AVAILABLE DATA Block Start

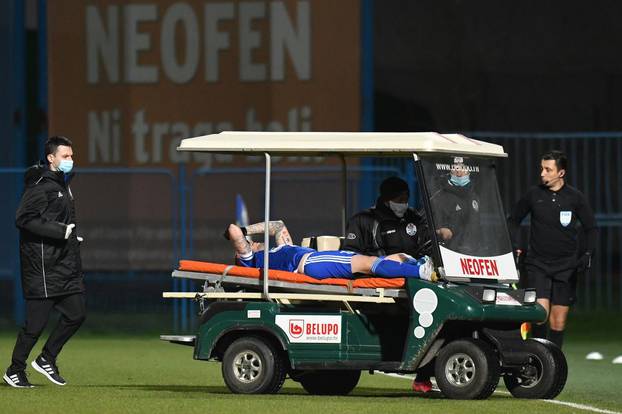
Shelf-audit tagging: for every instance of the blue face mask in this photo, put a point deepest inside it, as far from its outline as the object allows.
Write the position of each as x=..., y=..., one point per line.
x=460, y=181
x=65, y=166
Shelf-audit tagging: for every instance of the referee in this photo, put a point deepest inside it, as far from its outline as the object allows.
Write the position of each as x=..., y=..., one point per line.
x=559, y=214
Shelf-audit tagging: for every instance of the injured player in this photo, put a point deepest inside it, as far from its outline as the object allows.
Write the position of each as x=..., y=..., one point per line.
x=321, y=265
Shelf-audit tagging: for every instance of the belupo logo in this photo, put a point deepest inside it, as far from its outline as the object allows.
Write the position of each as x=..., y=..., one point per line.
x=296, y=327
x=324, y=329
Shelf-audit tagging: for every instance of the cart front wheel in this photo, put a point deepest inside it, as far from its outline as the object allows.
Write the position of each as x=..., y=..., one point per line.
x=543, y=377
x=467, y=369
x=251, y=365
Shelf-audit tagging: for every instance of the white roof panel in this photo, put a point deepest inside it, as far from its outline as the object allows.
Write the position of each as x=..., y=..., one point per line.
x=347, y=143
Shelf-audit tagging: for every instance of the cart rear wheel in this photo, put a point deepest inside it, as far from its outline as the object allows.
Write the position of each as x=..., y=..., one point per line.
x=334, y=382
x=467, y=369
x=543, y=377
x=251, y=365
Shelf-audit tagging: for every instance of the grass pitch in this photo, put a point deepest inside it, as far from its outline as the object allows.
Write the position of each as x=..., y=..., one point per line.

AVAILABLE DATA Block End

EXERCISE BRIEF: Restate every record exactly, please; do not copy the pictures.

RESULT OF THIS EXERCISE:
Shelf-audit tagging: for every instance of the blue face mask in this photo, put a point deepest inside it, as far from its outline as the object allows.
Write the position of each as x=..., y=..., one point per line.
x=460, y=181
x=65, y=166
Shelf-audit tagging: for every instance of the referee in this photo, put a point deepest inside it, as far from its outline as the object allows.
Write the position of each as x=..., y=..., one point per line.
x=559, y=214
Shelf-audit tagging: for every instance of the injured player in this photo, put a point deepest inside it, as far from its outline as the object allows.
Write the position of each as x=..., y=..., one point per line.
x=321, y=265
Shelf-audit tagging: for every instance of the belupo logo in this photo, put a point deepest inside it, as far from its outline as the object allows.
Write the position of each as x=..., y=..., one point per line.
x=296, y=327
x=324, y=329
Shelf-audit tagging: for every instance of the cart front wheel in this photo, put a point deepest inside it, as far from its outline as the object allows.
Write the position of each as x=..., y=..., one point per line.
x=543, y=377
x=467, y=369
x=251, y=365
Shelf-audit tagging: for every instance of the white roof panel in this photo, put a point deepest inside it, as far from its outline as the object allows.
Write the position of each as x=..., y=..., one point per line.
x=347, y=143
Shelf-audit tagging: for every instance of the cart rear wheel in this photo, put a point deepest inside it, as far from its outline as the object allows.
Write the position of each as x=..., y=..., one point per line.
x=334, y=382
x=467, y=369
x=543, y=377
x=251, y=365
Shelf-audit tagging: for every instance of the grass pitch in this photo, put a point deepest inside it, as far from its outline as the object allows.
Write the position of each as x=..., y=..., one point per line.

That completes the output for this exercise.